- Materials provided -
[Start of section]
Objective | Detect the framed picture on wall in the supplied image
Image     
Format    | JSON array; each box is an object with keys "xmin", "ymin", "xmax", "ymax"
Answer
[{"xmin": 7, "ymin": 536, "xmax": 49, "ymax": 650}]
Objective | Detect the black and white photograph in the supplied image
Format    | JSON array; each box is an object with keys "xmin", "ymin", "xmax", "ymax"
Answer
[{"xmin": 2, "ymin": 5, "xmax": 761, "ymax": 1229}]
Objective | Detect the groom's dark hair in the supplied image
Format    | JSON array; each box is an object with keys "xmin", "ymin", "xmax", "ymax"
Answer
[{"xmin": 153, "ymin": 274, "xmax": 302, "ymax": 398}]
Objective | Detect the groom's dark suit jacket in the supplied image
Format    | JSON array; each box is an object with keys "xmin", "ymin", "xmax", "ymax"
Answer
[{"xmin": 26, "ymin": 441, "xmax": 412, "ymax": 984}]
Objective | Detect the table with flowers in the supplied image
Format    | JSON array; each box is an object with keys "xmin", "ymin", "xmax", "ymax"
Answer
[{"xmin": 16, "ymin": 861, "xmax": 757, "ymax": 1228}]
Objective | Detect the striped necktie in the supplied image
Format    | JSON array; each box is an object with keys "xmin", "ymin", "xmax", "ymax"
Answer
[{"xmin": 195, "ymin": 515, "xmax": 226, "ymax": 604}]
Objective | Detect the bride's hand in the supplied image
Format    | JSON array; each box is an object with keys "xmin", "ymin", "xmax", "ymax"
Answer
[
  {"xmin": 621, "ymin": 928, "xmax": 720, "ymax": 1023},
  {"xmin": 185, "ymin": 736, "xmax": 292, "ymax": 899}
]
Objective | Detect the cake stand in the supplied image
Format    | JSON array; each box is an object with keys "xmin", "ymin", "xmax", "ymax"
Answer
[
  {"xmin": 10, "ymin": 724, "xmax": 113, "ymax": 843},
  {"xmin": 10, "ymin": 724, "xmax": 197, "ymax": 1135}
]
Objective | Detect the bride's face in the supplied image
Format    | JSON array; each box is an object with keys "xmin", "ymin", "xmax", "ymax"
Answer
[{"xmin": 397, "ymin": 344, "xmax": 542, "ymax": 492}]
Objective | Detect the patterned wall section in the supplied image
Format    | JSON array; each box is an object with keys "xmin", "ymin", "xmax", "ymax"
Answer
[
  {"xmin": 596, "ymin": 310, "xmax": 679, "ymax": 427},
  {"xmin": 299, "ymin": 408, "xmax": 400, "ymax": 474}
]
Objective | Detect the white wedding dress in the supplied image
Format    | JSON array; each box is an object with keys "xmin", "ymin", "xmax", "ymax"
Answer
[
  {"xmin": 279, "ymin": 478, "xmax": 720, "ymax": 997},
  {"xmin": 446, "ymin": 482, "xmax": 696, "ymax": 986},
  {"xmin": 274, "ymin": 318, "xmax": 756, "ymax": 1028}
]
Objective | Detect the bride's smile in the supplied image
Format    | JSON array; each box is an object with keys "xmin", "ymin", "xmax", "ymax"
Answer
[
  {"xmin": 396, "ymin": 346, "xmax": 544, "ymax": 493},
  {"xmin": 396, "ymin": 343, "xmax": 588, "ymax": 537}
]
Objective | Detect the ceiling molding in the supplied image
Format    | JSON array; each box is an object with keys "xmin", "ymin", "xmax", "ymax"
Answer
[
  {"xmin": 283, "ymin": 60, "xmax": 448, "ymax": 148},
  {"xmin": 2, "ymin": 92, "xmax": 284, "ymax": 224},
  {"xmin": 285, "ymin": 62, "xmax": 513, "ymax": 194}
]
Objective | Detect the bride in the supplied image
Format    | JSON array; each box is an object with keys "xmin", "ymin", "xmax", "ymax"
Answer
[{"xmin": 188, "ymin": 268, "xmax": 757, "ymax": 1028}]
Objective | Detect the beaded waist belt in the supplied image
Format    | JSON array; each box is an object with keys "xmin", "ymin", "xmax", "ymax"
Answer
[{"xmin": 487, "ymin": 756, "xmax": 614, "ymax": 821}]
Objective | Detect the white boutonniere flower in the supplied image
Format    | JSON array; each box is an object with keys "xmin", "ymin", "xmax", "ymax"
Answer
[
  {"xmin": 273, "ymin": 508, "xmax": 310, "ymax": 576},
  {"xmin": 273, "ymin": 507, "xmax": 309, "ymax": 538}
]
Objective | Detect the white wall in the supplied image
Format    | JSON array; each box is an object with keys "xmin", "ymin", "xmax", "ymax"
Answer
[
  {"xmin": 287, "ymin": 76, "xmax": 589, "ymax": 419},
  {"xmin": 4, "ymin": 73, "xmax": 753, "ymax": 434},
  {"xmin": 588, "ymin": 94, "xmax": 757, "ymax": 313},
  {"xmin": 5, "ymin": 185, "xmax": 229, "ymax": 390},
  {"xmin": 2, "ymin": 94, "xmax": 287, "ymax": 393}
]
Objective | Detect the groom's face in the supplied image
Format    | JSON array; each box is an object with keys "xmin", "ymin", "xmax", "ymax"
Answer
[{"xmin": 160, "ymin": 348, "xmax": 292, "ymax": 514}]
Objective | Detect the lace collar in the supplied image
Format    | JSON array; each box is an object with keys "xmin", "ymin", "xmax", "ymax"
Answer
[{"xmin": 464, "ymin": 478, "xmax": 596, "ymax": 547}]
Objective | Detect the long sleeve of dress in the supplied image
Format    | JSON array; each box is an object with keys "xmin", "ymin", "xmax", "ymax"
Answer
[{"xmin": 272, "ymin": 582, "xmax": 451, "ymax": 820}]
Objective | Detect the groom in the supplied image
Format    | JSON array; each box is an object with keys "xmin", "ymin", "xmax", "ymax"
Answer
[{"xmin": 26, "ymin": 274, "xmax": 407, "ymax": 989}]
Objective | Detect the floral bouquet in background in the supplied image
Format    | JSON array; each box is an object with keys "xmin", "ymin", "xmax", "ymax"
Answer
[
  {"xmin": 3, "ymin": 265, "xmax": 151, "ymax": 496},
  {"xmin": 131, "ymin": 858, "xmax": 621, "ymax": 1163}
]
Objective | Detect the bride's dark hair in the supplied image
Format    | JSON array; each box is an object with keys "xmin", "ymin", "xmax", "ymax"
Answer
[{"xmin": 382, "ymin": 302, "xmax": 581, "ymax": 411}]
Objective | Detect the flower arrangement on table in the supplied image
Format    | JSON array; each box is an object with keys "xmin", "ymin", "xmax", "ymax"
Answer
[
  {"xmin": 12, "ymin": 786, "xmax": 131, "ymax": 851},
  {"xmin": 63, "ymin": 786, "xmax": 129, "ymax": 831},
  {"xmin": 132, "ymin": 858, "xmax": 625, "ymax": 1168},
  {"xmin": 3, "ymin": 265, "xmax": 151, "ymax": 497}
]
[End of section]
[Start of section]
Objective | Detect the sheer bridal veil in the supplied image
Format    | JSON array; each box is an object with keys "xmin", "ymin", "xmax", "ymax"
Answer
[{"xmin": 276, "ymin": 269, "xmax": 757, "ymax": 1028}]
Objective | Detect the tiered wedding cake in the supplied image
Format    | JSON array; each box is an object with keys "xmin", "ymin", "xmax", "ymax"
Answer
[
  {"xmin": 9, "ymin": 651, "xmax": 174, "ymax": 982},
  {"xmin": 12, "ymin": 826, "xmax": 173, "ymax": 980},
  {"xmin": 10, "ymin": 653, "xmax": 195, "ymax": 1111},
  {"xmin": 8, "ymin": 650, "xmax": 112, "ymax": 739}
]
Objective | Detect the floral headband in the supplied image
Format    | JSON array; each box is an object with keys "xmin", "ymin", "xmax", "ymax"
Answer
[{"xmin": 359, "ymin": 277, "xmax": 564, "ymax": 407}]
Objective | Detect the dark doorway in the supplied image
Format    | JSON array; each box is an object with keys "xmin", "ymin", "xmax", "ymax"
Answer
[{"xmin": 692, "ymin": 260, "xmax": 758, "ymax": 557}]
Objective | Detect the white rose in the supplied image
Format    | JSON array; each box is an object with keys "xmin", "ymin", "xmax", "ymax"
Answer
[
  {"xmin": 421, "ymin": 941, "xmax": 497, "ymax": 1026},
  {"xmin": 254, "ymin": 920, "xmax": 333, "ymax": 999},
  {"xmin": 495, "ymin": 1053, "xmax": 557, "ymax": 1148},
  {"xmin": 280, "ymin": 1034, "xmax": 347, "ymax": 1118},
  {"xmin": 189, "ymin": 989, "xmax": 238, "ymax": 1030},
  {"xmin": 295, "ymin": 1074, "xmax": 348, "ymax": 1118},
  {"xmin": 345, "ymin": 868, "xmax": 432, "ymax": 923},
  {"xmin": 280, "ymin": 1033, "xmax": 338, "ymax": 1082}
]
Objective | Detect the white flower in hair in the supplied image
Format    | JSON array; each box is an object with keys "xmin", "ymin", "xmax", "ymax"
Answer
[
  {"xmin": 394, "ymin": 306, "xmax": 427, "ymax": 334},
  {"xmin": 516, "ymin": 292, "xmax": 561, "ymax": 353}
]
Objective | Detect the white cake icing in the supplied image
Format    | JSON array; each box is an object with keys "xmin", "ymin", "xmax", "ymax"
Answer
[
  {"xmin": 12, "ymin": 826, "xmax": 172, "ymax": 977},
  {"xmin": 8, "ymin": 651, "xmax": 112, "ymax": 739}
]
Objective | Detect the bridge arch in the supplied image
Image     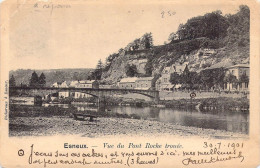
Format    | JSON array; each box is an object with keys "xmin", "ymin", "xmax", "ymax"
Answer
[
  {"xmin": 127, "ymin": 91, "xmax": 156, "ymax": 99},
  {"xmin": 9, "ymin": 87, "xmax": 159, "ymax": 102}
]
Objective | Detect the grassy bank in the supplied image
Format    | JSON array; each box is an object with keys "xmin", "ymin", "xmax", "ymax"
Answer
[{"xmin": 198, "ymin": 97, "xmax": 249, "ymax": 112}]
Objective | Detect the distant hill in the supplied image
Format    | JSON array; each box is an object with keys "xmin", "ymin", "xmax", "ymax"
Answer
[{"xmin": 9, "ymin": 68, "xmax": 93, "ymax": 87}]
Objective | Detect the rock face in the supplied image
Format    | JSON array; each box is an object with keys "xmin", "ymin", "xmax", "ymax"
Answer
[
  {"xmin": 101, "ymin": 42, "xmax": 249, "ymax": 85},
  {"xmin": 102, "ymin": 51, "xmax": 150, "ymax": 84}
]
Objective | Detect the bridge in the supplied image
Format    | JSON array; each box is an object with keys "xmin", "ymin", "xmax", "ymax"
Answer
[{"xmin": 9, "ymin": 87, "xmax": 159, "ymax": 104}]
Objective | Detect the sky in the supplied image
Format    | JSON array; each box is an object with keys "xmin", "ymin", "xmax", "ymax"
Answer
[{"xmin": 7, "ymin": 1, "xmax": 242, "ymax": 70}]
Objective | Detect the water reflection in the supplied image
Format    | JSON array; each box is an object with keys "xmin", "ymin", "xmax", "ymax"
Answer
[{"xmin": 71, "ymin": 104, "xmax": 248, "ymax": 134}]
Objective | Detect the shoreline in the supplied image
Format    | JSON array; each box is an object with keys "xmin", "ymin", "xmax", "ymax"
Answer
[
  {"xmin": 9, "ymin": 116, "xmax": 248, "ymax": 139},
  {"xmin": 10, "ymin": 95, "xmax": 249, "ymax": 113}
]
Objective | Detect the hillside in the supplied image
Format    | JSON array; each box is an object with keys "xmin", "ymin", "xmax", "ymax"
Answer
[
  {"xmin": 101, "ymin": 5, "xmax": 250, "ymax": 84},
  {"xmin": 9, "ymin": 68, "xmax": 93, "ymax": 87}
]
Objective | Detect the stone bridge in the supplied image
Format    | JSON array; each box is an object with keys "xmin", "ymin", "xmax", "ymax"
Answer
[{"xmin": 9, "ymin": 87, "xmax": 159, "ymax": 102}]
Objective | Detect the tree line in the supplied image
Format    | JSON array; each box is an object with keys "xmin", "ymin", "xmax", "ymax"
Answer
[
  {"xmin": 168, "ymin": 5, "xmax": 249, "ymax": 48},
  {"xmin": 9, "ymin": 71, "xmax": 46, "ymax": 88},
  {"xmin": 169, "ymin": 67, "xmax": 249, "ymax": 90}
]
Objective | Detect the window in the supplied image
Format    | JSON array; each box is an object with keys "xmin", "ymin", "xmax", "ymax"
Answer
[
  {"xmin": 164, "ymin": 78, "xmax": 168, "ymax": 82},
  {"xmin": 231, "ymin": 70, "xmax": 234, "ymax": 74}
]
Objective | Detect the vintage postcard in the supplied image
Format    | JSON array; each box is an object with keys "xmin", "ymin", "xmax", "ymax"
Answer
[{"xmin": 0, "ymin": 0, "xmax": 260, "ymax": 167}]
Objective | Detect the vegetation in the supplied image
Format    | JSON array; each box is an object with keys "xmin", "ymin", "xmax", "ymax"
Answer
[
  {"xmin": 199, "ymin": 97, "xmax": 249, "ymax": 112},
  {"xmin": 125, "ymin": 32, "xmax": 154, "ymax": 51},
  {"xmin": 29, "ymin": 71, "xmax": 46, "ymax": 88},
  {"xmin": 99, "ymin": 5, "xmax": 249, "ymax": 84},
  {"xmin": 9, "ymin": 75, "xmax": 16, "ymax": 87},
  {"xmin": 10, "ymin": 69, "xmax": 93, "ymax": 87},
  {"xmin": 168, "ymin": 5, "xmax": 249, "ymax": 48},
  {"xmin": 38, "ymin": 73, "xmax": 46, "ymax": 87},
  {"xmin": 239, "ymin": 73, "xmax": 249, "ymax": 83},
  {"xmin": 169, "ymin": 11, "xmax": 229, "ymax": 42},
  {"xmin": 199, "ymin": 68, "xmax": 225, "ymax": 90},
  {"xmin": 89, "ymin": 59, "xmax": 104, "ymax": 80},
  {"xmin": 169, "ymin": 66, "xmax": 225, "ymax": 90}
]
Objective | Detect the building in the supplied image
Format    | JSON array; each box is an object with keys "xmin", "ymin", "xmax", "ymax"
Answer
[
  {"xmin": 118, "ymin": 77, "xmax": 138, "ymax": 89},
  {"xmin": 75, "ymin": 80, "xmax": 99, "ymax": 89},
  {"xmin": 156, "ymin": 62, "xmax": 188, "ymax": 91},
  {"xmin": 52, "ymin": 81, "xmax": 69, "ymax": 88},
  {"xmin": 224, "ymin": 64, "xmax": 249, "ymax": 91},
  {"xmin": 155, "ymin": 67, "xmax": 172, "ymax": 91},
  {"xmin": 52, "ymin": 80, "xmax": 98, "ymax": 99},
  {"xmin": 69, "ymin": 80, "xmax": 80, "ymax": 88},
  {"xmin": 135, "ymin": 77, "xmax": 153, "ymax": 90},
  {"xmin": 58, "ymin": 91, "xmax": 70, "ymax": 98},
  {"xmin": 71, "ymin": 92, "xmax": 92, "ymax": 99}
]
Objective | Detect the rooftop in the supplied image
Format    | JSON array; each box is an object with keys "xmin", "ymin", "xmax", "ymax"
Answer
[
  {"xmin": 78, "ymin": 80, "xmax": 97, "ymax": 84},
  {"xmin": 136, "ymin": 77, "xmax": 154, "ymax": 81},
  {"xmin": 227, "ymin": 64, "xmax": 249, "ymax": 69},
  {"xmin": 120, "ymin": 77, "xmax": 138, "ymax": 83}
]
[End of section]
[Start of section]
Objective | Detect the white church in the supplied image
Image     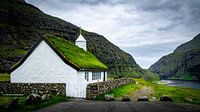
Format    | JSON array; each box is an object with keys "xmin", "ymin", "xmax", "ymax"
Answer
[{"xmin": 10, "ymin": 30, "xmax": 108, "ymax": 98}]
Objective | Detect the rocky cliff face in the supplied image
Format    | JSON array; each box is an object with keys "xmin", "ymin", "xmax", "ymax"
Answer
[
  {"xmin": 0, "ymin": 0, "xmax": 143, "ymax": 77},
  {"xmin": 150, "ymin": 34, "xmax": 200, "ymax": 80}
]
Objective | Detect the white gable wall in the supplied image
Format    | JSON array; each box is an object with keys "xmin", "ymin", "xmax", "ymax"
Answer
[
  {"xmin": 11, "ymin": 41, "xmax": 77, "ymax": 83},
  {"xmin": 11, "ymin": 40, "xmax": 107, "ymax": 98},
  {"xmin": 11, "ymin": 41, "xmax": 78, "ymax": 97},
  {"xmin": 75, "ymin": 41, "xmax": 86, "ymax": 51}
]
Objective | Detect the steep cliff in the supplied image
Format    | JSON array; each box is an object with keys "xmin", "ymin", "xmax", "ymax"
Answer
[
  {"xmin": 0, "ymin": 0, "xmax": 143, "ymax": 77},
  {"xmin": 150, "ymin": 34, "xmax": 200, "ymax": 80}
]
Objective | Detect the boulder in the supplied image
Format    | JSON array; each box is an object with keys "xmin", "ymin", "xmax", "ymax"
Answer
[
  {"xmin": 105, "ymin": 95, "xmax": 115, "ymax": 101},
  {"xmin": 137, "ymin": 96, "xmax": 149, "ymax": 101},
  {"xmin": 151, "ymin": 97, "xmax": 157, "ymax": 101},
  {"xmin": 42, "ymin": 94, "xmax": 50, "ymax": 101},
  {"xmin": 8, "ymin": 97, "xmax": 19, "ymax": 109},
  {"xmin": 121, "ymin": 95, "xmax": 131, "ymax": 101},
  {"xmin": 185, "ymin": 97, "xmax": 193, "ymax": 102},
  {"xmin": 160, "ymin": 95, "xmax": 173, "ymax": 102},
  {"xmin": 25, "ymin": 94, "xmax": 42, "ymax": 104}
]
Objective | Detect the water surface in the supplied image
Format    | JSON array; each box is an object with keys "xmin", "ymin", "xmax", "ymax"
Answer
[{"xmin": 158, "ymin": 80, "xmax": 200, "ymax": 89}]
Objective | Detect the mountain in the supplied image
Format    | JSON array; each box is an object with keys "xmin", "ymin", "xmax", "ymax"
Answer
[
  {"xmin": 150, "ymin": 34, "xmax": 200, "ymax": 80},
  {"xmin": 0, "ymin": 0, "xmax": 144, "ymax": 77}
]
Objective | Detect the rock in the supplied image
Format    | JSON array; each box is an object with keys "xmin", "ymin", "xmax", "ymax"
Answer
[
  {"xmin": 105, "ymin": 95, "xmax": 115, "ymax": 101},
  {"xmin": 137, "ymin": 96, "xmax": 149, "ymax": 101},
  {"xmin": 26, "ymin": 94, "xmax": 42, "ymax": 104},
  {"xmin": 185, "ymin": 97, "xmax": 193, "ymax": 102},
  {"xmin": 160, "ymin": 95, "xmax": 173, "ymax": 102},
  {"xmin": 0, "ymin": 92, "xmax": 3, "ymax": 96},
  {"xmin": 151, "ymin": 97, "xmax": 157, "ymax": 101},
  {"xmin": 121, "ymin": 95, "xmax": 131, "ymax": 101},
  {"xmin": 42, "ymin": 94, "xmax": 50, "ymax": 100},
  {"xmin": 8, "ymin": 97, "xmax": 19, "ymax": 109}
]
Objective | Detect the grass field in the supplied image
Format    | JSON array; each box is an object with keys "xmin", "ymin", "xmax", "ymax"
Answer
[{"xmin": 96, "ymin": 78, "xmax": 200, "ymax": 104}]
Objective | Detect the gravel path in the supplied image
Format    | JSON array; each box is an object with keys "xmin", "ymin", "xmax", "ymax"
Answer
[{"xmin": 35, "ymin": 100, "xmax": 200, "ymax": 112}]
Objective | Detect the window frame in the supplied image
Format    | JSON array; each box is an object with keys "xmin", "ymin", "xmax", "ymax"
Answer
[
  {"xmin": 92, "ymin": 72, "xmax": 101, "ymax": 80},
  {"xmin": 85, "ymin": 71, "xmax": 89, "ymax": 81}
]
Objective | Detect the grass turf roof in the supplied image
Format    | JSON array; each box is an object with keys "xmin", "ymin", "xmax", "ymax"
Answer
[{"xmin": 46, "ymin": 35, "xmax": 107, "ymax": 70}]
[End of section]
- Goal of the exercise -
Within the material, find all lines that hold the word "bride" and show them.

- Answer section -
Objective | Detect the bride's hand in the supplied image
Objective | Detect the bride's face in the supplied image
Objective | Detect the bride's smile in the supplied image
Objective | Detect the bride in the supplied image
Objective | Detect the bride's dark hair in the supplied image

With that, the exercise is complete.